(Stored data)
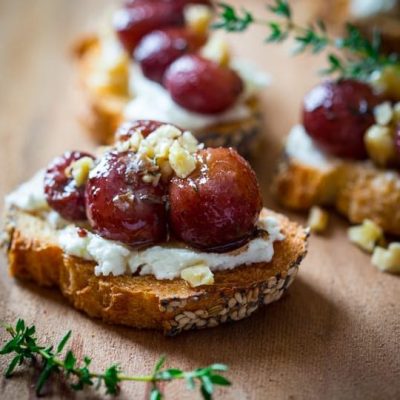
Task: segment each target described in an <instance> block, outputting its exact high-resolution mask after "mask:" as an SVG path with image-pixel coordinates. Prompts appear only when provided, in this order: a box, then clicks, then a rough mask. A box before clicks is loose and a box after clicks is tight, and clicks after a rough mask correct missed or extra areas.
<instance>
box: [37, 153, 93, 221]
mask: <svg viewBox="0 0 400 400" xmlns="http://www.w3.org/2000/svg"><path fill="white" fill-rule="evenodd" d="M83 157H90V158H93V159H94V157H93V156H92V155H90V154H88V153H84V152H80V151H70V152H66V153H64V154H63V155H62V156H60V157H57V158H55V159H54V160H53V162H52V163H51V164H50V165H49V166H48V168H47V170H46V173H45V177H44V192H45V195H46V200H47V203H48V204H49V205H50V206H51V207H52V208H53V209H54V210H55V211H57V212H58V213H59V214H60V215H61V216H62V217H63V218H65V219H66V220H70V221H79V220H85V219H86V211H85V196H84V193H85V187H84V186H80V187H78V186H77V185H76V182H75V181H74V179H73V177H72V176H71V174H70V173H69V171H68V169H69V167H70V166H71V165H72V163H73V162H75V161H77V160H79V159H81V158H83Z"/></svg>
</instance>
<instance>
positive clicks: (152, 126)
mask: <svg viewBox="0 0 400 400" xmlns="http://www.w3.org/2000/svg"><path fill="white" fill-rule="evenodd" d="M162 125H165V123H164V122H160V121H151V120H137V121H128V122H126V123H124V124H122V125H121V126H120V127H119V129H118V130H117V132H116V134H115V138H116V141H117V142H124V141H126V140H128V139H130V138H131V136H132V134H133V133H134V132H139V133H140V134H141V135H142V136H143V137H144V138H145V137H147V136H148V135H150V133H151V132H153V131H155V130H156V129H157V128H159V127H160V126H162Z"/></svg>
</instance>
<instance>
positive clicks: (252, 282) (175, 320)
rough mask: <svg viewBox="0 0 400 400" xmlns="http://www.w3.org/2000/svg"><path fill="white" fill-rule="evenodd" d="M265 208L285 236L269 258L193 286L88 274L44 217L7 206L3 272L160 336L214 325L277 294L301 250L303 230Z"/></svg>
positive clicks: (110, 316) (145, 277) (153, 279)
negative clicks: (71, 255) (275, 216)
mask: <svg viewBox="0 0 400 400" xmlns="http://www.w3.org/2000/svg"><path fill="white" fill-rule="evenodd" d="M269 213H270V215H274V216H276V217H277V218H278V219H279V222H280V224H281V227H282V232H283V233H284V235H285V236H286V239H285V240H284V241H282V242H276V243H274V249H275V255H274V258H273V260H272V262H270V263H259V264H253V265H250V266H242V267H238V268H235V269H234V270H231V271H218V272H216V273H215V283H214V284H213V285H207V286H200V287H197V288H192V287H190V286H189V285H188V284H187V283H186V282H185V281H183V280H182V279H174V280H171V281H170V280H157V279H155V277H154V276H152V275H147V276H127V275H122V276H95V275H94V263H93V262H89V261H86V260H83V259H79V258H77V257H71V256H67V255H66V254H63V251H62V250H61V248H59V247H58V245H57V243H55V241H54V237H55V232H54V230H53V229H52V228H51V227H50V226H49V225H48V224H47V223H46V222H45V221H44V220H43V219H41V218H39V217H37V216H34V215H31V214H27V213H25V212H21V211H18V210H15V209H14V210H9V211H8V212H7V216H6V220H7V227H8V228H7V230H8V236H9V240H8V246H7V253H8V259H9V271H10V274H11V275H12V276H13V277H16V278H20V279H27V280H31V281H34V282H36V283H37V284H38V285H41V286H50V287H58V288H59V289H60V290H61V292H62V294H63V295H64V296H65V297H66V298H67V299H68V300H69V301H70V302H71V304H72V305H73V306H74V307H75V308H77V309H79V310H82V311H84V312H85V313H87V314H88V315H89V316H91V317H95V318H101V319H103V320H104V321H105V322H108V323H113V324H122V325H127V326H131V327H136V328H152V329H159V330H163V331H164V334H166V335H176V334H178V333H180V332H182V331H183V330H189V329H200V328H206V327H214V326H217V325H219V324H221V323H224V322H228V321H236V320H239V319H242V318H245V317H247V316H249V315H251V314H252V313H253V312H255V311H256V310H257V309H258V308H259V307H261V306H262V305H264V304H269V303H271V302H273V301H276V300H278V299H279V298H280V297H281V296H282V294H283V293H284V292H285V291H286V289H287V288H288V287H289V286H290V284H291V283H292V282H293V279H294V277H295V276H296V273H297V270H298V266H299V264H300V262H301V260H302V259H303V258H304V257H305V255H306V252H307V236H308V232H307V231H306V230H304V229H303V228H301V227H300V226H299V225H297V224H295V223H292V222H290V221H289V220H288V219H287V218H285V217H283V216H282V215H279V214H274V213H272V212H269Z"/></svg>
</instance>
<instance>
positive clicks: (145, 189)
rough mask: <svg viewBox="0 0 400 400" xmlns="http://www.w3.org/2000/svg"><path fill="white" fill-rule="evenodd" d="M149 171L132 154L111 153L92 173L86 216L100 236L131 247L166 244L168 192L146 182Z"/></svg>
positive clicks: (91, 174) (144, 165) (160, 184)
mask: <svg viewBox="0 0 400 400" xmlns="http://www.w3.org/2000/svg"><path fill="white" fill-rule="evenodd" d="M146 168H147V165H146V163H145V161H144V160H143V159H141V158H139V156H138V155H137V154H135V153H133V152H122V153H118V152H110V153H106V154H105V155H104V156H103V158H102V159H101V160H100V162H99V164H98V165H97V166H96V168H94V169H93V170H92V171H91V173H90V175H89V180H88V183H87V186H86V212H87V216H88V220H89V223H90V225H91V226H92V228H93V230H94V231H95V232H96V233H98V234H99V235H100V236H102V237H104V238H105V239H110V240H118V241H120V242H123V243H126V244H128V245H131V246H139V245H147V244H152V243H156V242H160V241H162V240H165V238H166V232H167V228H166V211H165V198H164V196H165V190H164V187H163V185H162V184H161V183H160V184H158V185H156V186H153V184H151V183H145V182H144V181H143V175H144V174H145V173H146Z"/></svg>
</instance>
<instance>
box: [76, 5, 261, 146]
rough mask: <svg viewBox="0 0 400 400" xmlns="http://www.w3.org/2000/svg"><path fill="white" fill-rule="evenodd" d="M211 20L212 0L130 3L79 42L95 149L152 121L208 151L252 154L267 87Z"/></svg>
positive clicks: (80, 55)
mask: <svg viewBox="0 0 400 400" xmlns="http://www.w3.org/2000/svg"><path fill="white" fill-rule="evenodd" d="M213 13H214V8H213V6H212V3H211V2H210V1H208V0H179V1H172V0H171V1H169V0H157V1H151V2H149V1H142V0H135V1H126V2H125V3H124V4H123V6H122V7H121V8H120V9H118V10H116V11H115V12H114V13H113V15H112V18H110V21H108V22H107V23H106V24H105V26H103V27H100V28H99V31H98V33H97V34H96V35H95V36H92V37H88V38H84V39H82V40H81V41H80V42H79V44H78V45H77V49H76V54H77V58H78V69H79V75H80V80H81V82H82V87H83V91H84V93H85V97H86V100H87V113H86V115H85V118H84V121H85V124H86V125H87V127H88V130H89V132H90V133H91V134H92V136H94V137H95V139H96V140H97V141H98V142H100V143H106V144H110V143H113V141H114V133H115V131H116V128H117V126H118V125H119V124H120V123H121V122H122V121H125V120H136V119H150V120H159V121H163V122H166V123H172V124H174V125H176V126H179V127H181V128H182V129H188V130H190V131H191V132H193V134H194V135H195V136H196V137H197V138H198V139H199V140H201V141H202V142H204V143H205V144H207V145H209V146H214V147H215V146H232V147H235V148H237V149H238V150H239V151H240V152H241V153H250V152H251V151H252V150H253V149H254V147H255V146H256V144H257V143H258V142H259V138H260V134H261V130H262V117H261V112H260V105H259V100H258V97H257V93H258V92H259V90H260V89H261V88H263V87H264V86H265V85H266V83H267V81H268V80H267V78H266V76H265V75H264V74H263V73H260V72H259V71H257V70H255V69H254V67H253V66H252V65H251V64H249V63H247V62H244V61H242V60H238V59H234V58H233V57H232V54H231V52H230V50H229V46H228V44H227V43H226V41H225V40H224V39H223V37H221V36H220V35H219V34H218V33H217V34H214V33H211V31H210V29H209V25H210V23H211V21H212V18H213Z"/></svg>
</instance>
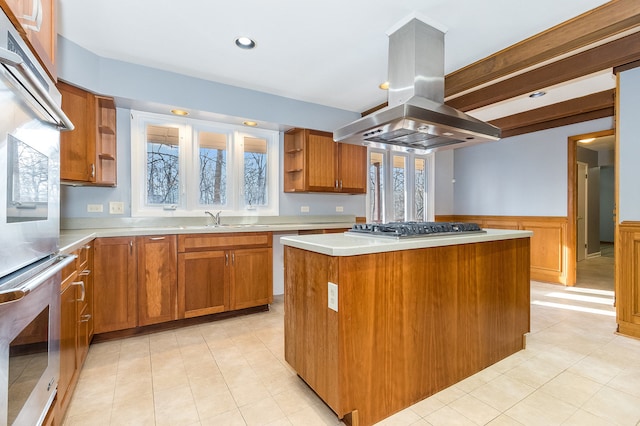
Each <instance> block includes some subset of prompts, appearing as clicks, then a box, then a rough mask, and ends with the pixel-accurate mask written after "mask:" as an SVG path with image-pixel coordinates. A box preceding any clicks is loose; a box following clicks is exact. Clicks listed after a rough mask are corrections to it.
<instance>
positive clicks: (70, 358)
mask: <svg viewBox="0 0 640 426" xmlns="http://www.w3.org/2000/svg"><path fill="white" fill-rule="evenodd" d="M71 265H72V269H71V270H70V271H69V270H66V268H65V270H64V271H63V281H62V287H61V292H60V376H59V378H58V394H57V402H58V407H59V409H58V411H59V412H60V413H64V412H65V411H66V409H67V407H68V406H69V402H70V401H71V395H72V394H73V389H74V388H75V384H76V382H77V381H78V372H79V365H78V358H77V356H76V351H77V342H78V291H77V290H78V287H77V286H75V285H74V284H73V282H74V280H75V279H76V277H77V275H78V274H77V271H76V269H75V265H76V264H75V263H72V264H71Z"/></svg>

--

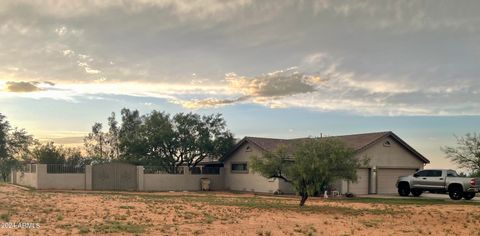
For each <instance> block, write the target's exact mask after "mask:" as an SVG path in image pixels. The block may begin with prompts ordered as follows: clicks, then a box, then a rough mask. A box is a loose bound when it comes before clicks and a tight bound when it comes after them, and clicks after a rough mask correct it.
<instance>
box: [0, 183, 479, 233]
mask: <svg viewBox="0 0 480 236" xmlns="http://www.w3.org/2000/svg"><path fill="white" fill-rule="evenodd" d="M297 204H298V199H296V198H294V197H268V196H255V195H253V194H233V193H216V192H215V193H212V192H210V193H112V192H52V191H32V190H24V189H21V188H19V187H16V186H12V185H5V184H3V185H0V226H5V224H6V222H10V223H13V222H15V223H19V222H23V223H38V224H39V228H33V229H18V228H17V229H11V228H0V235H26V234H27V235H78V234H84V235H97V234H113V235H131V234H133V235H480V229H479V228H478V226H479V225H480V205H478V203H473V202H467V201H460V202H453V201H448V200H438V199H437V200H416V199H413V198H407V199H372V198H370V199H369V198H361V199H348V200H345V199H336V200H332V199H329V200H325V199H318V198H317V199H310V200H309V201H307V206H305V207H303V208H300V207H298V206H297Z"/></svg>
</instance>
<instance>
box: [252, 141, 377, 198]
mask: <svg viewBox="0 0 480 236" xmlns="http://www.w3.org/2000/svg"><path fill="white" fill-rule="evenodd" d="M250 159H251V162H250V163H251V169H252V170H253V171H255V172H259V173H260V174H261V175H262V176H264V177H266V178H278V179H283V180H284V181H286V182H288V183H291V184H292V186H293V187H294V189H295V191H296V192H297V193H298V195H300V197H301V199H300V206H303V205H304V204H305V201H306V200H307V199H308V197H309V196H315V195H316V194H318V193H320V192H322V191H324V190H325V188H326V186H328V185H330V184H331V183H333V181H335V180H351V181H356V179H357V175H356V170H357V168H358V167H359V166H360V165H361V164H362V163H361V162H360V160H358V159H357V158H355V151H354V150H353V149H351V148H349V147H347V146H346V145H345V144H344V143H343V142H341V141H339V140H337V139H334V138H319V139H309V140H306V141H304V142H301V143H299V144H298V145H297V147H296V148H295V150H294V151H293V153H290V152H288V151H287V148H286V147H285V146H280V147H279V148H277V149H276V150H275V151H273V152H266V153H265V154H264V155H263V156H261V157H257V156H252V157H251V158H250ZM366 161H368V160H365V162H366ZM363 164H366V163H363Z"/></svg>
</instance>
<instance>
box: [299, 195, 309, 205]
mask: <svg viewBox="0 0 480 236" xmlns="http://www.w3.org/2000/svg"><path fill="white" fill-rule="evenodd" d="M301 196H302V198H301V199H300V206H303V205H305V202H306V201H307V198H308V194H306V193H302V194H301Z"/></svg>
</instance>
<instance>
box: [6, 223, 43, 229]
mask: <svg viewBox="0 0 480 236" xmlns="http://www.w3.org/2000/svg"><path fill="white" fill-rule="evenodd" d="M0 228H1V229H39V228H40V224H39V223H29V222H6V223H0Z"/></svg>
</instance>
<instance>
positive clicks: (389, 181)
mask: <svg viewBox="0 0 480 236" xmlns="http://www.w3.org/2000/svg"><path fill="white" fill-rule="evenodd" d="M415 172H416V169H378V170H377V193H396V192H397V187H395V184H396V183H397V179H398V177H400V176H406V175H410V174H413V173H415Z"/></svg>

==

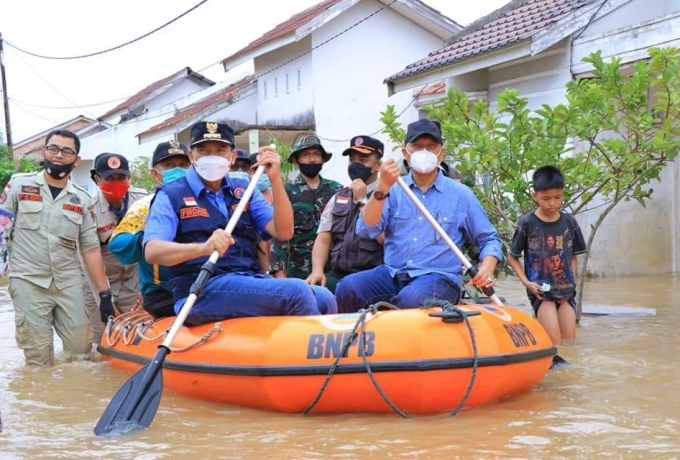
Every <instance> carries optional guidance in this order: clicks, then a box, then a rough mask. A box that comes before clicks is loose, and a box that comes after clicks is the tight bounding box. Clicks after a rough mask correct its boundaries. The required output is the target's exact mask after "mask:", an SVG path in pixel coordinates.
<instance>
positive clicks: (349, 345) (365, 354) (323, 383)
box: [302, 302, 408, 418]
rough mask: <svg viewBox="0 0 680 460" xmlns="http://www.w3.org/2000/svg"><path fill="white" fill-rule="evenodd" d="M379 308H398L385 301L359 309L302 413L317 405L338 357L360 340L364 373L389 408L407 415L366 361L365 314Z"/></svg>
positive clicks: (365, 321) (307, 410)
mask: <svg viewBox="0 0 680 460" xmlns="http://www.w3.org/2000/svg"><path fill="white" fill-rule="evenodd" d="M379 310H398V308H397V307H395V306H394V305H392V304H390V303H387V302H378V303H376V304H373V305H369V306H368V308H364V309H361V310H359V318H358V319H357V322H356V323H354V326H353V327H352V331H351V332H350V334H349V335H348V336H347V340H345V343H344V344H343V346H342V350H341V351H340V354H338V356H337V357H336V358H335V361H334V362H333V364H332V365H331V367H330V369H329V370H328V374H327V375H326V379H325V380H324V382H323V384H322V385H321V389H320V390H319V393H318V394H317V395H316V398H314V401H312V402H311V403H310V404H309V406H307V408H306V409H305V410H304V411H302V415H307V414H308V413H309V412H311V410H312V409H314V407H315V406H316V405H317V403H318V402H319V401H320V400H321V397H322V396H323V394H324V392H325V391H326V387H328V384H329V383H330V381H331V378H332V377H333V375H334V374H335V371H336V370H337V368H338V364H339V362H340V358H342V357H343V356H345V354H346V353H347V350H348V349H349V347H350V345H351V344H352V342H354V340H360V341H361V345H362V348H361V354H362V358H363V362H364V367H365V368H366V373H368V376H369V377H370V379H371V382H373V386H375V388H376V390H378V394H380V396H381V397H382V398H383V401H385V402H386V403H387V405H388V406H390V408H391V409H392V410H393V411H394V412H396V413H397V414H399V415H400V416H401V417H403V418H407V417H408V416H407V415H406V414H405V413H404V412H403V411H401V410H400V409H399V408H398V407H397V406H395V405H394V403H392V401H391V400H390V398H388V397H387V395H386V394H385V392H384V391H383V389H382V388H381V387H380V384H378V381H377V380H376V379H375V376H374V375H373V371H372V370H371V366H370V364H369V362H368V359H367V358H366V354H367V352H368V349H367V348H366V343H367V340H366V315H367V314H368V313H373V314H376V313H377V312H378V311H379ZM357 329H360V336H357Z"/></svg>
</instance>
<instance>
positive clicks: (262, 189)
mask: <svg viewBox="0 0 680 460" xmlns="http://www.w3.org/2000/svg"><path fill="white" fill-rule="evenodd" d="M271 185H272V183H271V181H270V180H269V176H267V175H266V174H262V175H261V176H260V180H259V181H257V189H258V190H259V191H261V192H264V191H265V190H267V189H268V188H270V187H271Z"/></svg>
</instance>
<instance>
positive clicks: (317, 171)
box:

## Your instructions
Please give an exact copy of the lines above, beginning with the line containing "positive clicks: (152, 126)" and running through the line containing "positive clicks: (110, 316)", and of no other lines.

## Response to the exercise
positive clicks: (152, 126)
mask: <svg viewBox="0 0 400 400" xmlns="http://www.w3.org/2000/svg"><path fill="white" fill-rule="evenodd" d="M162 125H165V123H164V122H160V121H151V120H137V121H128V122H126V123H124V124H122V125H121V126H120V127H119V129H118V130H117V132H116V134H115V138H116V141H117V142H124V141H126V140H128V139H130V138H131V136H132V134H133V133H134V132H139V133H140V134H141V135H142V136H143V137H144V138H145V137H147V136H148V135H150V133H151V132H153V131H155V130H156V129H157V128H159V127H160V126H162Z"/></svg>
</instance>
<instance>
positive clicks: (252, 282) (175, 320)
rough mask: <svg viewBox="0 0 400 400" xmlns="http://www.w3.org/2000/svg"><path fill="white" fill-rule="evenodd" d="M265 208L285 236L269 258L193 286L88 274L44 217L7 206L3 272L160 336L214 325L277 294L301 250L303 230Z"/></svg>
positive clicks: (110, 316) (145, 277) (153, 279)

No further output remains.